## EXERCISE INSTRUCTIONS
Can you turn the lines below into a two-column CSV with the headers text and answer, one row per text-and-answer pair, with every field quoted and line breaks replaced by spaces?

Records from a data source:
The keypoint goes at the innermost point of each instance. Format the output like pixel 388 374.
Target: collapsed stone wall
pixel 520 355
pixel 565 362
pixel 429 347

## SOLUTION TO THIS PROBLEM
text,answer
"The keypoint goes at the innermost point of each instance. Format the output like pixel 388 374. Target: collapsed stone wall","pixel 520 355 pixel 565 362 pixel 429 347"